→ Brano estratto

Alcuni amici e colleghi del penale mi chiedono di dare spazio sul blog ad una loro attenta, e preoccupata, riflessione, sul cd. Trojan di Stato, uno strumento attraverso il quale l'occhio invasivo degli organi statali, soprattutto polizia e magistratura, ma evidentemente non solo, già assolutamente pervasivo, arriva a livelli di horror fantascientifico.
Sono lieto di farlo, sono orgoglioso della fiducia accordatami e li ringrazio come cittadino per la loro vigilanza.
Il trojan, lo spiegano molto bene i colleghi, che potete leggere integralmente di seguito, è un sistema informatico che ti viene proditoriamente installato nel pc, tablet o smartphone ( possibilmente in tutti) e da quel momento non c'è cosa della tua vita, nessuna, che non sia a disposizione del grande fratello...

→ Dati in ingresso
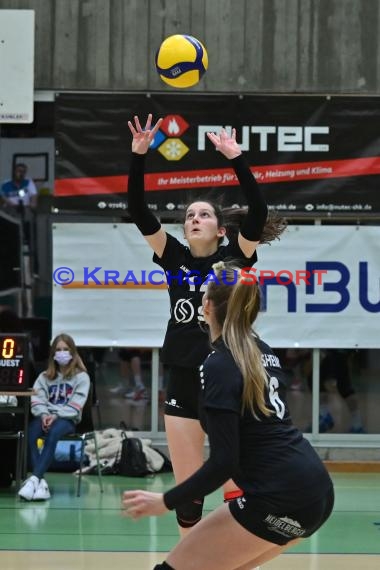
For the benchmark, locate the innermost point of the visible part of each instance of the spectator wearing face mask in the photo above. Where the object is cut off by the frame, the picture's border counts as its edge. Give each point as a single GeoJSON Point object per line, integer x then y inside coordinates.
{"type": "Point", "coordinates": [60, 393]}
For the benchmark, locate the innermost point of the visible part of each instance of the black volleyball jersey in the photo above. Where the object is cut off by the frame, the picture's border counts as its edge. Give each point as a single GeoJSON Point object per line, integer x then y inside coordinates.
{"type": "Point", "coordinates": [265, 456]}
{"type": "Point", "coordinates": [185, 344]}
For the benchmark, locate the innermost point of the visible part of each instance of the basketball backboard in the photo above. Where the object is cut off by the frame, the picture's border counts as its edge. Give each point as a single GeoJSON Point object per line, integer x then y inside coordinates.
{"type": "Point", "coordinates": [16, 66]}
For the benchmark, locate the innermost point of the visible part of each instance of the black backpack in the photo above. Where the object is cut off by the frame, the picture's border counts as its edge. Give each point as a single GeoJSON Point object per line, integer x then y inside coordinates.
{"type": "Point", "coordinates": [132, 462]}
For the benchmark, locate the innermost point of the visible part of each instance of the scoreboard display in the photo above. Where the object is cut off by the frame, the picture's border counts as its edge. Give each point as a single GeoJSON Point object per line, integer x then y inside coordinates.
{"type": "Point", "coordinates": [14, 362]}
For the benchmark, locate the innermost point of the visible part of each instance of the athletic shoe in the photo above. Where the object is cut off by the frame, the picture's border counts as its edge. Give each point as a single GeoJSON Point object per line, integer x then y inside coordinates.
{"type": "Point", "coordinates": [326, 422]}
{"type": "Point", "coordinates": [42, 493]}
{"type": "Point", "coordinates": [28, 488]}
{"type": "Point", "coordinates": [357, 429]}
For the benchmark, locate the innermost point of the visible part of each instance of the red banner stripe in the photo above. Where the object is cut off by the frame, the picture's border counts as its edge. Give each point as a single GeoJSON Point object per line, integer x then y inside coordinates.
{"type": "Point", "coordinates": [217, 177]}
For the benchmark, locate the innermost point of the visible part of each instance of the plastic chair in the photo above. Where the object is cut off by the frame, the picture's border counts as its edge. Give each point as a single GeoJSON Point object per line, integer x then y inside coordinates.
{"type": "Point", "coordinates": [86, 432]}
{"type": "Point", "coordinates": [20, 467]}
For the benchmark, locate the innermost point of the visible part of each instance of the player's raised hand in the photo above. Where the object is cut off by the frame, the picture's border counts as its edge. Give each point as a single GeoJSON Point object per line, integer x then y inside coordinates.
{"type": "Point", "coordinates": [142, 137]}
{"type": "Point", "coordinates": [137, 504]}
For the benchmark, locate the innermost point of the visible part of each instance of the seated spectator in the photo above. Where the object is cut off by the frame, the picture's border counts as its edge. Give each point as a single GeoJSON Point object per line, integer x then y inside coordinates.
{"type": "Point", "coordinates": [60, 394]}
{"type": "Point", "coordinates": [19, 190]}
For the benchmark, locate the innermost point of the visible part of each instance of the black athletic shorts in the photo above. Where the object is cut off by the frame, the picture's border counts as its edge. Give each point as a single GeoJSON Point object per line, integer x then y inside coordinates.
{"type": "Point", "coordinates": [182, 392]}
{"type": "Point", "coordinates": [256, 516]}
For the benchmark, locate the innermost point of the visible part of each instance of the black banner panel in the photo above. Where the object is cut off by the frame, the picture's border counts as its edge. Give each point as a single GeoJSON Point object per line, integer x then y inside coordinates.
{"type": "Point", "coordinates": [311, 153]}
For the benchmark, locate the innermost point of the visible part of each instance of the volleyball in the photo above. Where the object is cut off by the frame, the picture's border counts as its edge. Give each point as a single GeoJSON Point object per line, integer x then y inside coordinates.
{"type": "Point", "coordinates": [181, 61]}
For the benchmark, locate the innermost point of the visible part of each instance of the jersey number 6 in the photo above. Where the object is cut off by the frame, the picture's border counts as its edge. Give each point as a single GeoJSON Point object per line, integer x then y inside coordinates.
{"type": "Point", "coordinates": [275, 399]}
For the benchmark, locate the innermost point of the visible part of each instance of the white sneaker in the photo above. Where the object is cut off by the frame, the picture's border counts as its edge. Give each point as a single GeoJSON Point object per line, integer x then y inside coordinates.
{"type": "Point", "coordinates": [42, 493]}
{"type": "Point", "coordinates": [28, 488]}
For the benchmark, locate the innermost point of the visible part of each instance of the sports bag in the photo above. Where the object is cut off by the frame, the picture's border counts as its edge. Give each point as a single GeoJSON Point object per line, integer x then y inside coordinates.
{"type": "Point", "coordinates": [133, 461]}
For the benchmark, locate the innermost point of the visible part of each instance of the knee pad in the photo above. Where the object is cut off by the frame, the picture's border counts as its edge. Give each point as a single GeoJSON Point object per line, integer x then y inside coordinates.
{"type": "Point", "coordinates": [231, 495]}
{"type": "Point", "coordinates": [190, 513]}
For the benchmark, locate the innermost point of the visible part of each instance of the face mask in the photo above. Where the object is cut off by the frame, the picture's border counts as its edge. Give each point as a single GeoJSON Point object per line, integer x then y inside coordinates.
{"type": "Point", "coordinates": [62, 357]}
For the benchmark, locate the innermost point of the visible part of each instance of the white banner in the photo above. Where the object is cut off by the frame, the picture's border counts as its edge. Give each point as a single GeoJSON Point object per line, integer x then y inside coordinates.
{"type": "Point", "coordinates": [114, 295]}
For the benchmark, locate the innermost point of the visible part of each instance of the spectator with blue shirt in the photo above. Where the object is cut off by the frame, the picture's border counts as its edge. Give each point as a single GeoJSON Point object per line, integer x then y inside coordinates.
{"type": "Point", "coordinates": [19, 190]}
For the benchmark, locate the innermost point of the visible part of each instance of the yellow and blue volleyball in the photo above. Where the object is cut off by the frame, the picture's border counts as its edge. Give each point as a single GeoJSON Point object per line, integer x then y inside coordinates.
{"type": "Point", "coordinates": [181, 61]}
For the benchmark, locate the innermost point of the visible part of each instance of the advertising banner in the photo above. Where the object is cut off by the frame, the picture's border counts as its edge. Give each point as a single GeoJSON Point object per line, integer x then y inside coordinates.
{"type": "Point", "coordinates": [311, 153]}
{"type": "Point", "coordinates": [320, 287]}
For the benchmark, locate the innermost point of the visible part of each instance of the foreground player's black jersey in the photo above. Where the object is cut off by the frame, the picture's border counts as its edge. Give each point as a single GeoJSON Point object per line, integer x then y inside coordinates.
{"type": "Point", "coordinates": [266, 456]}
{"type": "Point", "coordinates": [185, 344]}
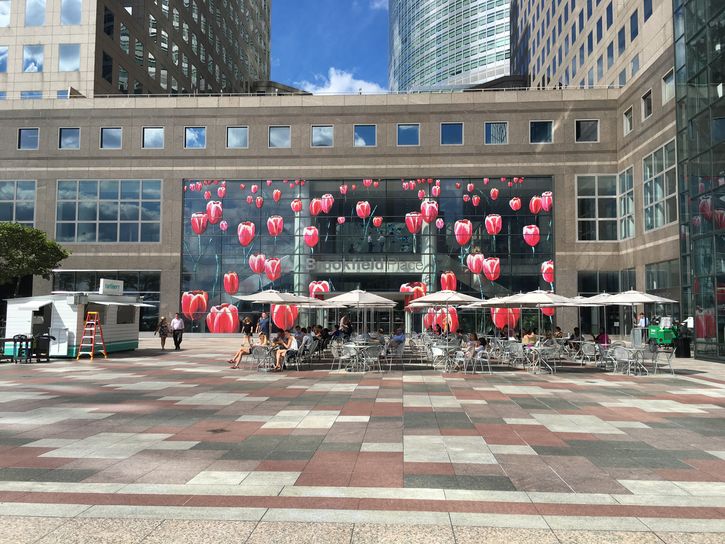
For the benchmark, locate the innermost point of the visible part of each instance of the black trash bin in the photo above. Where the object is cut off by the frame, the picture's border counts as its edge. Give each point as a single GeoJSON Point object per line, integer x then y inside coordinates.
{"type": "Point", "coordinates": [682, 347]}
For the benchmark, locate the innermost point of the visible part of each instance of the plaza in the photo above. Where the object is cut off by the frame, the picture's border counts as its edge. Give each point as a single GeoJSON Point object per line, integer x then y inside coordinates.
{"type": "Point", "coordinates": [153, 446]}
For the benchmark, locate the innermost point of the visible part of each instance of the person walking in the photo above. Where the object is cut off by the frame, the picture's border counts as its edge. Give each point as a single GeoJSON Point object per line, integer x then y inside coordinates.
{"type": "Point", "coordinates": [177, 331]}
{"type": "Point", "coordinates": [163, 330]}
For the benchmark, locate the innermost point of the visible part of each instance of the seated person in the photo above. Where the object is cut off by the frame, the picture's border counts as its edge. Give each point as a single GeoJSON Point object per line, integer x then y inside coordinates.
{"type": "Point", "coordinates": [529, 338]}
{"type": "Point", "coordinates": [287, 344]}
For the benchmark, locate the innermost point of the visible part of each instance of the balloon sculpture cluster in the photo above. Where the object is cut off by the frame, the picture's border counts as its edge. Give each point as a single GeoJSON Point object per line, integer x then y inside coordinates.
{"type": "Point", "coordinates": [225, 318]}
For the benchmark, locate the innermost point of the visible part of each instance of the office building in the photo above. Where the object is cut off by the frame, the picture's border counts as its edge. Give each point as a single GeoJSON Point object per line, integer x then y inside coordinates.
{"type": "Point", "coordinates": [438, 44]}
{"type": "Point", "coordinates": [57, 48]}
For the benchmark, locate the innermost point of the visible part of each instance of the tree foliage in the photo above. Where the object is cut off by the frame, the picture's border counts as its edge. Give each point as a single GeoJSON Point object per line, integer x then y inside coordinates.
{"type": "Point", "coordinates": [27, 251]}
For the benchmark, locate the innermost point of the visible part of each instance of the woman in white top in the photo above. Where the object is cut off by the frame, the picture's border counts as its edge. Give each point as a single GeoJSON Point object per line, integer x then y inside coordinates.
{"type": "Point", "coordinates": [286, 343]}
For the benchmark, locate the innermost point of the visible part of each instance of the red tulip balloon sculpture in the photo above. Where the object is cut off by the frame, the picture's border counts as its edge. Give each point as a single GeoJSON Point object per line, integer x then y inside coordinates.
{"type": "Point", "coordinates": [311, 236]}
{"type": "Point", "coordinates": [429, 210]}
{"type": "Point", "coordinates": [223, 319]}
{"type": "Point", "coordinates": [492, 268]}
{"type": "Point", "coordinates": [199, 222]}
{"type": "Point", "coordinates": [493, 224]}
{"type": "Point", "coordinates": [275, 225]}
{"type": "Point", "coordinates": [231, 283]}
{"type": "Point", "coordinates": [463, 230]}
{"type": "Point", "coordinates": [245, 232]}
{"type": "Point", "coordinates": [257, 262]}
{"type": "Point", "coordinates": [194, 303]}
{"type": "Point", "coordinates": [531, 236]}
{"type": "Point", "coordinates": [273, 269]}
{"type": "Point", "coordinates": [448, 281]}
{"type": "Point", "coordinates": [414, 222]}
{"type": "Point", "coordinates": [362, 208]}
{"type": "Point", "coordinates": [214, 211]}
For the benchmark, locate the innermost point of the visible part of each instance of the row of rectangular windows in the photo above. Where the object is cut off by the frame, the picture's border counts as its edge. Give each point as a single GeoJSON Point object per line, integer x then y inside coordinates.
{"type": "Point", "coordinates": [279, 137]}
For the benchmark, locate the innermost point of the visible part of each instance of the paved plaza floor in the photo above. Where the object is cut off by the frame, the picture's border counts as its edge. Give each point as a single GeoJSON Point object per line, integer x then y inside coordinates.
{"type": "Point", "coordinates": [170, 446]}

→ Compiti
1. Nel brano sul Trojan di Stato, su quali dispositivi viene installato il trojan?
2. Individua e copia ogni riga dei record che contiene la stringa "person", distinguendo tra maiuscole e minuscole.

→ Risposte agli esercizi
1. Nel pc, nel tablet o nello smartphone, possibilmente in tutti.

2.
For the benchmark, locate the innermost point of the visible part of each instance of the person walking in the photo above. Where the object is cut off by the frame, the picture's border counts as its edge. Give each point as a single GeoJSON Point object per line, integer x then y inside coordinates.
For the benchmark, locate the innermost point of the visible part of each instance of the seated person in the photo above. Where the object is cut off by the frame, the picture's border counts as its edge. Give each point as a single GeoJSON Point object per line, integer x then y inside coordinates.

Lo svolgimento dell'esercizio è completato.